▸ **SUPPLIED DATA**:
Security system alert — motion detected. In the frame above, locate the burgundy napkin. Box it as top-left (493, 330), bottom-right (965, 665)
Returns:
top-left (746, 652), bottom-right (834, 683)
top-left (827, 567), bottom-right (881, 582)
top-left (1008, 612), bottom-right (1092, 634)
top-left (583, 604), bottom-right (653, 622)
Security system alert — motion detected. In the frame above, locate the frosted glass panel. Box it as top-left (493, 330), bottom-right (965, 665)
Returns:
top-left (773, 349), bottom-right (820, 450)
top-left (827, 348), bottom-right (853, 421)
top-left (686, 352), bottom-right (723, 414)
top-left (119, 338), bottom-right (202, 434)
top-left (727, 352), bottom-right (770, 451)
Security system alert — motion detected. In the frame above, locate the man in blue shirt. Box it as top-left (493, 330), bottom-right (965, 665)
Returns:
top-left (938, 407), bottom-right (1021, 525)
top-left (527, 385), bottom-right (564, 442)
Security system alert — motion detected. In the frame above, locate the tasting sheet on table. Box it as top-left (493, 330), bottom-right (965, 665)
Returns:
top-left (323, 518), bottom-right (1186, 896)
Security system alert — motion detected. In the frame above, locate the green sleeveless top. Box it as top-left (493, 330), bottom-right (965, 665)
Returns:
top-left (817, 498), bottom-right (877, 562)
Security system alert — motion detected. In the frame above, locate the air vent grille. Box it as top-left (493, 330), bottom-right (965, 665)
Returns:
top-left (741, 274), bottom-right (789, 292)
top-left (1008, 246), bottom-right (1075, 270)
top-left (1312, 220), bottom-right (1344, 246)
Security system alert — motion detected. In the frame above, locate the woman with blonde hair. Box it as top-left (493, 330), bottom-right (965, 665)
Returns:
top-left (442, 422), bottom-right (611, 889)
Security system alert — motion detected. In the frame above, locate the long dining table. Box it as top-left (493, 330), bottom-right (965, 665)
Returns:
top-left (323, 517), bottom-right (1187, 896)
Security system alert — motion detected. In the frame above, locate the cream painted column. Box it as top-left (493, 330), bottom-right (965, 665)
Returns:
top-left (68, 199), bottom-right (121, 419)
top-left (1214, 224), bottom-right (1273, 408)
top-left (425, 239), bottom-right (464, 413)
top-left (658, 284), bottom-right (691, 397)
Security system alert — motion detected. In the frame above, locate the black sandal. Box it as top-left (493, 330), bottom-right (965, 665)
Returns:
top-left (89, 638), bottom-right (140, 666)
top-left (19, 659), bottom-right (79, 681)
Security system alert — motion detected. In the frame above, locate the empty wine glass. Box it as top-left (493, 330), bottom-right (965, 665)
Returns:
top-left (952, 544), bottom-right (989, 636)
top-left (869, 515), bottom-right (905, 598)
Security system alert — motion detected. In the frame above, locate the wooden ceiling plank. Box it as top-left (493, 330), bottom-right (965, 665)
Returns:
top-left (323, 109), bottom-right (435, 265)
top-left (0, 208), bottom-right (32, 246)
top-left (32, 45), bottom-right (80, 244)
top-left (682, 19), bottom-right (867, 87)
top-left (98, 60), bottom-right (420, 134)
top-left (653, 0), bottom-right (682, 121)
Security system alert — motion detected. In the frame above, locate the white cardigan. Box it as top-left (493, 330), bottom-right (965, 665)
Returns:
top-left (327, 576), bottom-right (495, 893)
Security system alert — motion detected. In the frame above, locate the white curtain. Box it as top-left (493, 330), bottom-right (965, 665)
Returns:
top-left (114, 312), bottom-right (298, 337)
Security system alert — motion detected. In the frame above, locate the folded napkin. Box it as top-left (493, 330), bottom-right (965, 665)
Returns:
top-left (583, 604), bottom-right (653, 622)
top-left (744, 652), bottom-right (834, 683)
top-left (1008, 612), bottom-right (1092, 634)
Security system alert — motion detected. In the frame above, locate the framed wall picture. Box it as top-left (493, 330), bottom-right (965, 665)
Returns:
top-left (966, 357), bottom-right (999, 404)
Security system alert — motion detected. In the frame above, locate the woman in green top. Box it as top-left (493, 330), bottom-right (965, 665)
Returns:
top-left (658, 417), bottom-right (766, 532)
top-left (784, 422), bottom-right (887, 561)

▸ **AIM OF THE EXERCISE**:
Please turn the lines above into a numbered list, leaving out any blank lines.

▸ **RESPONSE FOR THIS EXERCISE**:
1. Security system alert — motion detected. In the frame above, locate the burgundy napkin. Box it as top-left (493, 330), bottom-right (965, 665)
2. Returns:
3. top-left (746, 652), bottom-right (834, 683)
4. top-left (827, 567), bottom-right (881, 582)
5. top-left (1008, 612), bottom-right (1092, 634)
6. top-left (583, 604), bottom-right (653, 622)
7. Security system alert — motion detected. In the frame above, locate the frosted glass panel. Box it as top-left (493, 330), bottom-right (965, 665)
8. Returns:
9. top-left (773, 349), bottom-right (820, 450)
10. top-left (827, 348), bottom-right (853, 421)
11. top-left (686, 352), bottom-right (723, 414)
12. top-left (119, 338), bottom-right (202, 434)
13. top-left (727, 352), bottom-right (770, 451)
14. Security system alert — motion detected. In the frame above, locate the man in blue shirt. Box it as top-left (493, 330), bottom-right (965, 665)
15. Returns:
16. top-left (938, 407), bottom-right (1021, 525)
17. top-left (527, 385), bottom-right (564, 442)
18. Security system alert — motion detected. In the frame above, locate the tasting sheet on table. Box it as top-left (493, 330), bottom-right (965, 665)
19. Returns:
20. top-left (323, 518), bottom-right (1186, 896)
21. Security system alert — motion detected. In the frame above, locate the green sleeveless top. Box it as top-left (493, 330), bottom-right (965, 665)
22. Returns:
23. top-left (817, 498), bottom-right (877, 562)
24. Security system alert — motion detected. In the frame above, locate the air vent grille. Box it as top-left (493, 330), bottom-right (965, 665)
25. Returns:
26. top-left (741, 274), bottom-right (789, 292)
27. top-left (1008, 246), bottom-right (1075, 270)
28. top-left (1312, 220), bottom-right (1344, 246)
29. Security system alert — motion detected. In the frame above, locate the woman with blonde hair. Box it as top-left (493, 330), bottom-right (965, 665)
30. Returns:
31. top-left (442, 422), bottom-right (611, 889)
32. Security system alert — motion detected. In the frame above, locate the long dining table. Box it as top-left (493, 330), bottom-right (965, 665)
33. Returns:
34. top-left (323, 517), bottom-right (1187, 896)
35. Security system alert — motion detected. In the frame above, locate the cream painted column. Box it as top-left (493, 330), bottom-right (965, 665)
36. Returns:
37. top-left (68, 199), bottom-right (121, 419)
38. top-left (1214, 224), bottom-right (1273, 408)
39. top-left (425, 239), bottom-right (464, 413)
40. top-left (658, 284), bottom-right (691, 397)
41. Security system alert — motion detected. In the frame above, locate the black sandal. Box it as top-left (493, 330), bottom-right (965, 665)
42. Returns:
43. top-left (89, 638), bottom-right (140, 666)
44. top-left (19, 659), bottom-right (79, 681)
45. Security system alert — motion detected. In the frame above, locate the empty wine glass. Box it as top-left (493, 330), bottom-right (965, 665)
46. Returns:
47. top-left (952, 544), bottom-right (989, 636)
48. top-left (869, 515), bottom-right (905, 598)
49. Security system alert — motion detected. In the frame above, locate the wooden ceiling plank. Box it as top-left (493, 330), bottom-right (965, 665)
50. Returns:
51. top-left (323, 109), bottom-right (435, 265)
52. top-left (0, 208), bottom-right (32, 246)
53. top-left (32, 45), bottom-right (80, 244)
54. top-left (682, 19), bottom-right (867, 87)
55. top-left (98, 60), bottom-right (420, 134)
56. top-left (653, 0), bottom-right (682, 121)
57. Security system alert — motion detected. In the frame above, locate the white cardigan. Box it as top-left (493, 330), bottom-right (965, 665)
58. Returns:
59. top-left (327, 576), bottom-right (495, 893)
60. Security system alert — motion detected. In the frame above, locate the white curtain. Box it as top-left (493, 330), bottom-right (965, 665)
61. Returns:
62. top-left (114, 312), bottom-right (298, 337)
63. Security system alert — motion detected. In the frame above, locate the folded napkin. Box it as top-left (493, 330), bottom-right (965, 665)
64. Returns:
65. top-left (583, 604), bottom-right (653, 622)
66. top-left (744, 652), bottom-right (834, 683)
67. top-left (1008, 612), bottom-right (1092, 634)
68. Security system alert — motion detected. In the frame above, locate the framed wall picture. Box it as top-left (493, 330), bottom-right (965, 665)
69. Returns:
70. top-left (966, 357), bottom-right (999, 404)
71. Security system alert — motion detected. In the frame above, locate the woman in green top. Box it as top-left (493, 330), bottom-right (965, 665)
72. Returns:
73. top-left (658, 417), bottom-right (766, 532)
74. top-left (784, 422), bottom-right (887, 561)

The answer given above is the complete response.